Work instruction →
Extend the passage on friendship and discipleship below, beginning after its final sentence.
══ Text shown
As we develop relationships with people you will see that it is a longterm investment. One of the problems with the contemporary culture today is that we never really invest or create deep relationships. We use the word “friend” so lightly. We really don’t have many authentic friendships, but we have a lot of acquaintances. It is because we don’t take the time. I am ashamed to say in the cul-de-sac I live in, I have never been in any of my neighbors’ houses, since I moved there in 1998. Most of the people have lived there as long as I have, and I don’t even know their last name. It is that casual “hi” and “bye” as you go down the street. Can any of you relate to this? We have barricaded and cocooned ourselves in and don’t bring people into our homes or our lives. We have a lot of acquaintances that we meet at work, at 12-step groups, church and community organizations, but we don’t have many deep friendships.

Yet, discipleship is relational. Disciples make disciples. You see, we have got to get into each other’s homes and lives where we begin to share life together. One of the problems in the church is that we have let corporate worship replace the home as the central gathering place of Christian community. In the New Testament, the home was the center of the community for the church. Acts 2:46 says, “Everyday…They broke bread in their homes and ate together with glad and sincere hearts.” So the whole emphasis is in building healthy, deep relationships as a part of this mission God has sent us on. We can’t do the faith journey by ourselves. We have got to recognize that these are not yet Christian people, but worthy people that God sends us to. We have to establish meaningful, close relationships with each other.
════
══ Data to examine
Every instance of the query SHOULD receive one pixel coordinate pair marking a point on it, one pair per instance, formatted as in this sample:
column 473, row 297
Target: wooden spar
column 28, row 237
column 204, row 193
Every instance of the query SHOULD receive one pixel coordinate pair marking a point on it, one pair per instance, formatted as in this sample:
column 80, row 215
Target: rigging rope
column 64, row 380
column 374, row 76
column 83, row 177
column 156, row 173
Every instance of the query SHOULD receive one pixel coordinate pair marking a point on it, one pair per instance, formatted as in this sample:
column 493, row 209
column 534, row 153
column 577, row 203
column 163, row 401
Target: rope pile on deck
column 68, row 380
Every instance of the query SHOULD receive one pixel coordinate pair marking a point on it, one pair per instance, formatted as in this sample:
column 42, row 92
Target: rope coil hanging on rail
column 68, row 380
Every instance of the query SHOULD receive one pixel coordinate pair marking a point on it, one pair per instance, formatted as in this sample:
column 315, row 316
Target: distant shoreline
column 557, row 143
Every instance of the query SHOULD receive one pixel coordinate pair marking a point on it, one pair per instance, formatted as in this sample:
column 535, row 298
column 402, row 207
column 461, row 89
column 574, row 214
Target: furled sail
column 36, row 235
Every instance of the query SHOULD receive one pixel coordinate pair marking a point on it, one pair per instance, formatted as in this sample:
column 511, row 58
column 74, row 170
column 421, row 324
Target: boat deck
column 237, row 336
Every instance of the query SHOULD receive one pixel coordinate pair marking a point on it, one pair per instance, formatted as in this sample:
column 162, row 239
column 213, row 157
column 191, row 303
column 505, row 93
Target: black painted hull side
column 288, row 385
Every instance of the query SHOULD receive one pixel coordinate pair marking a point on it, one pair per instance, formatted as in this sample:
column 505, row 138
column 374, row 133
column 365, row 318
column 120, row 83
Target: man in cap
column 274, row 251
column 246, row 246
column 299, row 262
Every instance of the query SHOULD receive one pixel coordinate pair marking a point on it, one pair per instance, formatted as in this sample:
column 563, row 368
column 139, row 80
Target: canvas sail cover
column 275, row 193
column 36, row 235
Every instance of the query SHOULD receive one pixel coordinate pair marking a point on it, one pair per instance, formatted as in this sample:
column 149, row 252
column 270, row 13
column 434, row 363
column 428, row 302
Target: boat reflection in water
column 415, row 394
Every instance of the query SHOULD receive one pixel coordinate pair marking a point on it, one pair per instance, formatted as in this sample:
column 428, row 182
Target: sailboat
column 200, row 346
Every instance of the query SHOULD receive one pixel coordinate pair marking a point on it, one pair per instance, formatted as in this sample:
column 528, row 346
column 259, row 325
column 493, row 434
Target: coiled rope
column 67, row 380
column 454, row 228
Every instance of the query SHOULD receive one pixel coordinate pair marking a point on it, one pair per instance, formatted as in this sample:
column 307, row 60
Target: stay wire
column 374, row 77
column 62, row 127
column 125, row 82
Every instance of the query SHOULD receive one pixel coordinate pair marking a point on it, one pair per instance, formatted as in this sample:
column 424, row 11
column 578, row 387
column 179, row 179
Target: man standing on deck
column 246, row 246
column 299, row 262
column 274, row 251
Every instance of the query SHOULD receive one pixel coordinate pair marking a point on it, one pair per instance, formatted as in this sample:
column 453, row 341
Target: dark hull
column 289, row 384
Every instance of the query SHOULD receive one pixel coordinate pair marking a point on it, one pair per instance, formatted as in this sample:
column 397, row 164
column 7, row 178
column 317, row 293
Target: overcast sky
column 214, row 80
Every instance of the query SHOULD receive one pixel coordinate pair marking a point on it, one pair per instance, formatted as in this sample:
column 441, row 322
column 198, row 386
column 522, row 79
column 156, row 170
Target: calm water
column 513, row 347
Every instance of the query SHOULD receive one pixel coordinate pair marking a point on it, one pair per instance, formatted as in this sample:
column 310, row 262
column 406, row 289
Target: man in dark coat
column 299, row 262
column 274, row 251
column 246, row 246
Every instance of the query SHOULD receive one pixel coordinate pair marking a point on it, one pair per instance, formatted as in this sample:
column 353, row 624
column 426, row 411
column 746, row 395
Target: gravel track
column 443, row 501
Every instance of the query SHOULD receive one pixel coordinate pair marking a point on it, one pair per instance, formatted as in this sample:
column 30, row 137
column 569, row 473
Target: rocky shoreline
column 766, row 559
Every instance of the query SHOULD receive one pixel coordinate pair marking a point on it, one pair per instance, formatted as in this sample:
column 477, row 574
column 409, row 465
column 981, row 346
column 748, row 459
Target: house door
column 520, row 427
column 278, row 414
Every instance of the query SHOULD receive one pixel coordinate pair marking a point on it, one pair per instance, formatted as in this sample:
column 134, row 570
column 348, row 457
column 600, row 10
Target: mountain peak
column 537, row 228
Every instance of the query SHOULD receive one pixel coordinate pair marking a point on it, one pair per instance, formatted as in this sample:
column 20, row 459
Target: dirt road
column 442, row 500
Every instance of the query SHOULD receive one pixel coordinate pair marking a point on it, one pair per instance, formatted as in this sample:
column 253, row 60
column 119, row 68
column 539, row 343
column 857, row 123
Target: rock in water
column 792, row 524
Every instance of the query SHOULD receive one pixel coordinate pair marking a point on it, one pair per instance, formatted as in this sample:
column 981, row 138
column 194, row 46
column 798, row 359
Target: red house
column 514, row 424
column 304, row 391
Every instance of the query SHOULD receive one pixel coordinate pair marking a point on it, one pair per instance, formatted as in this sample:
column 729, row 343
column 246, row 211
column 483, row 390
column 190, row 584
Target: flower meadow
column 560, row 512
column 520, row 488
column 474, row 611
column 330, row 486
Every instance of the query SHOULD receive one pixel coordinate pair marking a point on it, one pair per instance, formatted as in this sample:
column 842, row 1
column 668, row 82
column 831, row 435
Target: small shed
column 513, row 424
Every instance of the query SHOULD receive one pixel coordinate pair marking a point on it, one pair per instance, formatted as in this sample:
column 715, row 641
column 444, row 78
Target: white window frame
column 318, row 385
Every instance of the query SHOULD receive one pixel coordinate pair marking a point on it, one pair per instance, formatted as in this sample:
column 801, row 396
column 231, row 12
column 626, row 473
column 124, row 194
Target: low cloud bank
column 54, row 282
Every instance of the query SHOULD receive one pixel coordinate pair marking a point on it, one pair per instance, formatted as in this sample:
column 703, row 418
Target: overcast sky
════
Task result →
That means we have to take a proactive lead. In other words, we have to be influencers, not the influenced in these relationships. We do that by offering a peace which surpasses all understanding but which the world is hungry for. Matthew 10:13 says, “If the home is deserving, let your peace rest on it. If it is not, let your peace return to you.” What was Jesus saying? Some people will receive your overtures of friendship and other people will not. If they don’t, then move on. In other words, withdraw from them. Our lifetime is so short that we need to concentrate on the people who are open to the Gospel. But is also means avoid toxic people along the way. Don’t let them influence you. You don’t have to carry their stuff. All of us have those kinds of relationships. Jesus says to love your enemies, but you don’t have to sleep with them. You have to create emotional safe space. Sometimes this is hard but someone else’s actions or attitudes are not going to determine my peace or my well being.

Share your story. This is what it all comes down to. It is really about you and me being Jesus’ witnesses. Look again at Matthew 10:14: “If anyone will not welcome you or listen to your words…” What are “your words” that Jesus is referring to? It is your story. We’re not talking about shoving anything down anyone’s throat, just simply telling the good news of what God has done for me through Jesus. That is the Word. We are all on a mission. Did you know that right now the Holy Spirit has already prepared people who are in your oikos or network of influence, your work, neighborhood family or friends to hear your story, the good news of Jesus Christ. We are not called to sit here with the good news. Don’t sit on your assets. You are here to take the good news into the networks of our relationships. And in so doing, God can change the world through you, one person at a time.

Today, I want you to be honest with God about what toxin you need to let go of in your life right now. Something that you don’t need to be hanging on to, and you need to reclaim the peace of Christ. It may be something from your mom or dad, your ex-spouse, your sister or brother, shaming and gaming you. You don’t need that. It may be a person that you can’t get rid of like Judas. Well, today, Jesus says you are not going to be influenced by their negativity. It may be a person that you just need to get totally out of your life. Confess a toxin in your life before God, call it what it is, who it is. God, I give it to you. I repent, and I need your strength and power to move forward free of their toxicity for the sake of your mission.